> Texto base

Após sofrer três processos, acabou condenado a 22 anos de prisão em duas ações por tráfico de drogas e absolvido no terceiro, no qual fora acusado de curandeirismo pelo Ministério Público.
Hoje, encontra-se em regime aberto.”Tenho três anos e meio ainda em regime aberto, não podendo sair de Americana e tendo que estar em casa ás 22h”, conta.

Sincretismo

Na mesa onde acontece o ritual, que ele prefere chamar de “arrazoamento”, em referência ao Velho Testamento, sentamo-nos para a entrevista. Ras Geraldinho esteve preso por 6 anos e 7 meses. Cumpre o resto da pena em regime aberto desde o último dia 14 de abril.
“Quando cheguei da prisão, o mato estava em mais de um metro de altura, todo o local da frente da casa tomado de aranha e de tudo quanto era bicho que você possa imaginar”.
Ele diz que estava sentindo um pouco de mania de perseguição: “Depois de passar quase sete anos trancado numa caixa de concreto, é duro manter a sanidade”.
Atrás da mesa, o altar. Imagens de um preto velho fumando cachimbo (segundo ele, representa o espírito africano); um Buda, o espírito oriental; Ganesha, o hinduísmo; a Bíblia, o cristianismo; e pirâmides representando a antiga religião egípcia.
Conchas representando o mundo marinho, cristais representando o mundo mineral. Ladeando o altar, há duas colunas em dourado representando a maçonaria. Acima, a bandeira do leão alado, representando o apóstolo Marcos, fundador da primeira igreja copta do mundo – a igreja de Alexandria. “Os três reis magos eram coptas e a maior parte das figuras que se relacionaram com Jesus Cristo era copta”, diz.

> Dados de origem
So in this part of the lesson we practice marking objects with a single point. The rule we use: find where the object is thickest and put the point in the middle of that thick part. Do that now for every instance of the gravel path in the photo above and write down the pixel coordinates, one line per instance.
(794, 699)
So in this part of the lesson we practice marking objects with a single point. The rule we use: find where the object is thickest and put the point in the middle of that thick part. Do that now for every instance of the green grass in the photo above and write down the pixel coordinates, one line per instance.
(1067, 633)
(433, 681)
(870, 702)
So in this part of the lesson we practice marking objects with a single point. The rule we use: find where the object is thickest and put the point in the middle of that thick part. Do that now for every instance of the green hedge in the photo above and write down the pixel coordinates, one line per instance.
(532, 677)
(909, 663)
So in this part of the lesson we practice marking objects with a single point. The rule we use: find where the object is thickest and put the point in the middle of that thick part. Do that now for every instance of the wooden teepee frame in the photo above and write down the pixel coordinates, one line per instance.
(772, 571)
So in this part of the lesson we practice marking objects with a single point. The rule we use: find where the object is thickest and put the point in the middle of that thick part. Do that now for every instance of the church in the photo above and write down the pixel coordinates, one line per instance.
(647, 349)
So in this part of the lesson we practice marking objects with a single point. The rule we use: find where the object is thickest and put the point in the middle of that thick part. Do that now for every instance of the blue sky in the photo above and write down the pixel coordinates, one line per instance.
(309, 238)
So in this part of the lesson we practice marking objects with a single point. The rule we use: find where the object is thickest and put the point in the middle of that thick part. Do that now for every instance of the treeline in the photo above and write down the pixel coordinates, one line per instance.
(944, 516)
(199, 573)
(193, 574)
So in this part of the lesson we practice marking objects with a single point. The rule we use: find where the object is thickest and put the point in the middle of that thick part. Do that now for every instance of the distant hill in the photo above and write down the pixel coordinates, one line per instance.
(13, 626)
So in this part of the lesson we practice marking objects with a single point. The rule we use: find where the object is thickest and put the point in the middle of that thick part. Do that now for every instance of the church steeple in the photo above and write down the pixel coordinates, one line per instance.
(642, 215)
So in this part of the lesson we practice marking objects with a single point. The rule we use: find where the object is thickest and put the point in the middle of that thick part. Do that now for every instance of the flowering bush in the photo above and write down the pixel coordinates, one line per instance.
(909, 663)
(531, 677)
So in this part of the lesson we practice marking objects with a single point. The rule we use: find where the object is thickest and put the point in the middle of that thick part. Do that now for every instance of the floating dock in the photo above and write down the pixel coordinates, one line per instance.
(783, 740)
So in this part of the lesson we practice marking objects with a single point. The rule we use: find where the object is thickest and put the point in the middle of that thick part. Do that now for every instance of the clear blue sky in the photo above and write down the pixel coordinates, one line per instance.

> Tarefa 1
Traduza para o inglês esta frase do texto base: "Ladeando o altar, há duas colunas em dourado representando a maçonaria."
> Tarefa 2
Enumere todas as imagens e objetos citados na frase do texto base que começa por "Imagens de um preto velho".
> Tarefa 3
Copie do texto base o trecho que vai de "Ele diz que" até "antiga religião egípcia.".

> Resposta escrita 1
Flanking the altar are two gold columns representing Freemasonry.

> Resposta escrita 2
- um preto velho fumando cachimbo
- um Buda
- Ganesha
- a Bíblia
- pirâmides

> Resposta escrita 3
Ele diz que estava sentindo um pouco de mania de perseguição: “Depois de passar quase sete anos trancado numa caixa de concreto, é duro manter a sanidade”.
Atrás da mesa, o altar. Imagens de um preto velho fumando cachimbo (segundo ele, representa o espírito africano); um Buda, o espírito oriental; Ganesha, o hinduísmo; a Bíblia, o cristianismo; e pirâmides representando a antiga religião egípcia.